**Your goal:**
All of the records should be given back exactly and in full.

**Data shown:**
########
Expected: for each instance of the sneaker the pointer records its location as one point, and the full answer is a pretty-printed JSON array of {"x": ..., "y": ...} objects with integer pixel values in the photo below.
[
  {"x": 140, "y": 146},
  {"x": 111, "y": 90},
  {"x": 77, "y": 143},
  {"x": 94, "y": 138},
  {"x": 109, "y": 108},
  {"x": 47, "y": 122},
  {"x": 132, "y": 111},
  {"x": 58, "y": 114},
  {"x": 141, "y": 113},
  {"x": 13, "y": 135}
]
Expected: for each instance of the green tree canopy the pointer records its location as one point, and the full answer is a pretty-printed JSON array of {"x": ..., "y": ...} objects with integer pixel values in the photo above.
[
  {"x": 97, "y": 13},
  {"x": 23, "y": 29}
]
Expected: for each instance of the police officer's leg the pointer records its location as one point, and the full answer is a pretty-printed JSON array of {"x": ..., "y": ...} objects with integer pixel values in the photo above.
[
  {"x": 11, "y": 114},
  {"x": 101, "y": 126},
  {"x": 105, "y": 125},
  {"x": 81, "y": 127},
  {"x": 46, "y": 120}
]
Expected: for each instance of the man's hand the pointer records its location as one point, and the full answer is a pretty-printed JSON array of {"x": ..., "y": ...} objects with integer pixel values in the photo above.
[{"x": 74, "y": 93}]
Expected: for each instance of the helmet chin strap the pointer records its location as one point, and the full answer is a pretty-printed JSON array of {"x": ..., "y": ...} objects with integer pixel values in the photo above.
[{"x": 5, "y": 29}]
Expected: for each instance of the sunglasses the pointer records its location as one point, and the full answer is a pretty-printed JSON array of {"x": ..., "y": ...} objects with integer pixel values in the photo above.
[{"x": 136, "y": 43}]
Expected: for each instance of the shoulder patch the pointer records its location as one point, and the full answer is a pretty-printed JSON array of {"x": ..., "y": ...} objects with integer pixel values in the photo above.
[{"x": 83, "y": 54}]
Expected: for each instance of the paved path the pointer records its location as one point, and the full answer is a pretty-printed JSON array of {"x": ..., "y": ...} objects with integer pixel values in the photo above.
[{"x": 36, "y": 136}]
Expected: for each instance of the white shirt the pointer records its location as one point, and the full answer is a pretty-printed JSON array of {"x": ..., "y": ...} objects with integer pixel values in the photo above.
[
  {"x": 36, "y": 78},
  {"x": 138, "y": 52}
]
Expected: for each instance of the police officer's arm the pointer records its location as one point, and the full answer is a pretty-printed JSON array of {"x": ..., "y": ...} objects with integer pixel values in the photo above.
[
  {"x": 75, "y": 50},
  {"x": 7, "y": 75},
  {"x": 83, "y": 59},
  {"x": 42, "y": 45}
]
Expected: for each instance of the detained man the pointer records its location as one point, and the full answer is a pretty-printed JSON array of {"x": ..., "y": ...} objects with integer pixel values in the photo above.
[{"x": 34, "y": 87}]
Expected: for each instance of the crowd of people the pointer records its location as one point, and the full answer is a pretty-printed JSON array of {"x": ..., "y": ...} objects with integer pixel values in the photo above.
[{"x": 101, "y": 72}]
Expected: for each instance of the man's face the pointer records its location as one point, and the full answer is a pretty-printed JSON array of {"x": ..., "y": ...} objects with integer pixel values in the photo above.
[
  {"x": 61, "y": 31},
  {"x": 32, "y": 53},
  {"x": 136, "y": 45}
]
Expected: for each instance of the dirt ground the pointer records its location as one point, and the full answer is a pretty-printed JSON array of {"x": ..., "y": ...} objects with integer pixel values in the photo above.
########
**Solution for this exercise:**
Expected: for each instance of the sneaker the pointer records its location as one point, and the full answer is a pretty-printed JSON array of {"x": ..., "y": ...} objects with integer pixel values in the photo below.
[
  {"x": 140, "y": 146},
  {"x": 111, "y": 90},
  {"x": 77, "y": 143},
  {"x": 94, "y": 138},
  {"x": 109, "y": 108},
  {"x": 47, "y": 122},
  {"x": 132, "y": 111},
  {"x": 58, "y": 114},
  {"x": 141, "y": 113},
  {"x": 13, "y": 135}
]
Expected: for each instance of the green tree canopy the pointer records its location as one point, and the full answer is a pretty-printed JSON array of {"x": ..., "y": ...} objects with integer pixel values in the photo above.
[
  {"x": 97, "y": 13},
  {"x": 23, "y": 29}
]
Expected: for each instance of the police officer's leg the pointer records its location as one point, and the full answer is a pretty-printed JSON array of {"x": ..., "y": ...} objects with integer pixel values in the photo above.
[
  {"x": 11, "y": 114},
  {"x": 101, "y": 126},
  {"x": 105, "y": 125},
  {"x": 81, "y": 127},
  {"x": 46, "y": 120}
]
Expected: for each instance of the man's hand the pointer records its location as one point, and the full answer is a pretty-printed JSON array of {"x": ..., "y": ...} objects with integer pixel values in the photo above.
[{"x": 74, "y": 93}]
Expected: for each instance of the helmet chin strap the pointer records its location as one point, and the full answer is a pretty-printed JSON array of {"x": ..., "y": ...} objects with integer pixel values in the photo above.
[{"x": 5, "y": 29}]
Expected: for each instance of the sunglasses the pointer records its location as one point, and the full answer is a pretty-printed JSON array of {"x": ..., "y": ...} objects with integer pixel values in the photo above.
[{"x": 136, "y": 43}]
Expected: for each instance of the shoulder patch the pointer records its location as one point, and the full answer is a pretty-printed JSON array of {"x": ..., "y": ...} objects with integer pixel values in the photo above.
[{"x": 83, "y": 54}]
Expected: for each instance of the paved path the pointer records its location as one point, and the full answer is a pretty-printed JSON array of {"x": ..., "y": ...} objects with integer pixel values in the photo above.
[{"x": 36, "y": 136}]
Expected: for each instance of the white shirt the pointer records its location as one point, and the full answer is a pretty-printed JSON array of {"x": ..., "y": ...} objects with integer pixel values in the photo above.
[
  {"x": 36, "y": 78},
  {"x": 138, "y": 52}
]
Expected: for each instance of the police officer's arm the pointer records its location as one point, and the full answer is a pretty-printed JSON array of {"x": ..., "y": ...} objects with integer pixel values in the photo above.
[
  {"x": 75, "y": 50},
  {"x": 7, "y": 75},
  {"x": 83, "y": 59},
  {"x": 42, "y": 45}
]
Expected: for each instance of the detained man the pointer records its location as one point, and the full answer is a pretty-printed JSON array of {"x": ..., "y": ...} objects with integer pixel values in the photo above.
[{"x": 34, "y": 87}]
Expected: for each instance of the crowd of people the pointer records its location as one point, and the full answer is a pretty-printed JSON array of {"x": ..., "y": ...} objects with integer pixel values in the photo above.
[{"x": 101, "y": 72}]
Expected: for each instance of the man's face the pointer records its location as one point, and the full answer is a pretty-printed JSON array of {"x": ..., "y": ...} objects with integer pixel values in the photo above.
[
  {"x": 61, "y": 31},
  {"x": 32, "y": 53},
  {"x": 136, "y": 45}
]
Expected: for each instance of the dirt ground the pointer records its location as one point, and the full answer is a pretty-printed JSON array of {"x": ..., "y": ...} objects with integer pixel values in the photo above.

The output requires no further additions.